*WORK TO COMPLETE*. Transcribe every entry that follows, word for word, and omit the images.

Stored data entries
^^^^^^^^
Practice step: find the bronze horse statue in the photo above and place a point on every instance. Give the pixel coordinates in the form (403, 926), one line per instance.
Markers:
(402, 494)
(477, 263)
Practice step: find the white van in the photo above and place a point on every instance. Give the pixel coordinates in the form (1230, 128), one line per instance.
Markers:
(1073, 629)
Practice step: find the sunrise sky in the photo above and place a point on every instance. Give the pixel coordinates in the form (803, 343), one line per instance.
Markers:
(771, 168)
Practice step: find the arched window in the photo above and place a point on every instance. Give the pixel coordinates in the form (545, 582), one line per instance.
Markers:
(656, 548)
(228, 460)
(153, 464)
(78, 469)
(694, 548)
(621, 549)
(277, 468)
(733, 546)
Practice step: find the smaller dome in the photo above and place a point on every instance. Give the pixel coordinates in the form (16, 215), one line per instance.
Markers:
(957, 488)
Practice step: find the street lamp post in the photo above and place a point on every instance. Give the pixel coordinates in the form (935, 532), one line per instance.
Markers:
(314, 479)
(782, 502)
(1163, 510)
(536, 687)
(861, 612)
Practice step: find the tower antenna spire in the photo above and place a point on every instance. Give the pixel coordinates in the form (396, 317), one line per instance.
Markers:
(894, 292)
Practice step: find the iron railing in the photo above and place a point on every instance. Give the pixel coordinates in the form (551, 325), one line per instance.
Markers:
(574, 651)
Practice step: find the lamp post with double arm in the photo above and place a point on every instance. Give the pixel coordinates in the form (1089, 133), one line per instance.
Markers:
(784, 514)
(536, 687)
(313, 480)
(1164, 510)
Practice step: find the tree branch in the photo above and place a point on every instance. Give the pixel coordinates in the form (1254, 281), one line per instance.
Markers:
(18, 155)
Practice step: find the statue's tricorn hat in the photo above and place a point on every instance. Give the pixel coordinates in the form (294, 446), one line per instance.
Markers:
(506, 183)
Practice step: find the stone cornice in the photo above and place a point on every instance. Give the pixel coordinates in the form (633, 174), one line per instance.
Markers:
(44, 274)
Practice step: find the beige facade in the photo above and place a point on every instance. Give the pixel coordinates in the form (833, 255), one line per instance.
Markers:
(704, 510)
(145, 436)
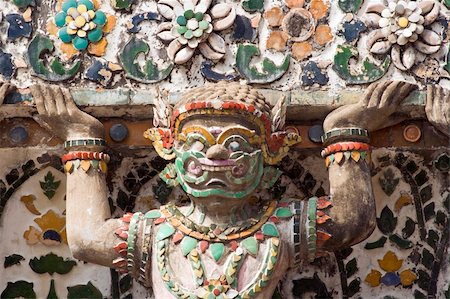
^^^^^^^^
*ANSWER TO THE PROBLEM*.
Practice step: find the bronze horse statue in the photo above and place a point on every instance. Give the pixel coordinates in the form (403, 926), one line per instance.
Markers:
(402, 494)
(477, 263)
Practice step: find the white van in the photo above and place a point on every instance. Give the pixel coordinates in the form (1230, 128), one line per instance.
Markers:
(1073, 629)
Practice step: find the sunrise sky in the photo above and place a point on every instance. Give the pixel coordinates in the form (803, 343), one line per instance.
Markers:
(771, 168)
Practice step: find the arched window in the photo above and place a point on every instance. Give the pixel coordinates in the form (545, 582), one line per instance.
Markers:
(656, 548)
(228, 460)
(153, 464)
(78, 469)
(694, 548)
(621, 549)
(277, 468)
(733, 546)
Practice step: find the smaller dome in the photo above and place a point on every instance. Give the pixel coordinates in the form (16, 215), one line per instance.
Markers:
(957, 488)
Practice step: find the street lamp post in the photo above and place a point on every instance. Give the pixel coordinates in the form (935, 532), one line per instance.
Markers:
(314, 479)
(782, 502)
(1163, 510)
(536, 687)
(861, 612)
Practice step: find the tower antenna spire in the photo above and place a point on every instance. Give the pixel coordinates in the form (396, 317), one line per instance.
Markers:
(894, 292)
Practice step: find the iron railing in the photo above and place a point on every instance. Give the pixel coordinates in the form (551, 325), one line per instance.
Markers:
(574, 651)
Practice step: find the lamp post with double arm in the photo above and place a point on every instance. Give the pixel coordinates in the form (1089, 133), one line per instance.
Markers:
(784, 514)
(536, 687)
(313, 480)
(1164, 510)
Practice step: find the tree branch in the photo above and place a point on every instance. Give the pixel coordinates in the form (1254, 281), one line per instance.
Markers:
(18, 155)
Practice step: find the statue's tricorn hat in the photo above and place a point on every instance. Give the pixel coordinates in the form (294, 446), one line per instance.
Markers:
(506, 183)
Practice step: find the stone cornice in the photo above and place a point on every instance. Give the pixel coordinates in the form (633, 174), one line per instance.
Markers:
(44, 274)
Practice step: find the beige facade in the photo above and place a point on every instance. Give the pixel coordinates in the form (833, 255), one line per instance.
Markers:
(704, 510)
(145, 436)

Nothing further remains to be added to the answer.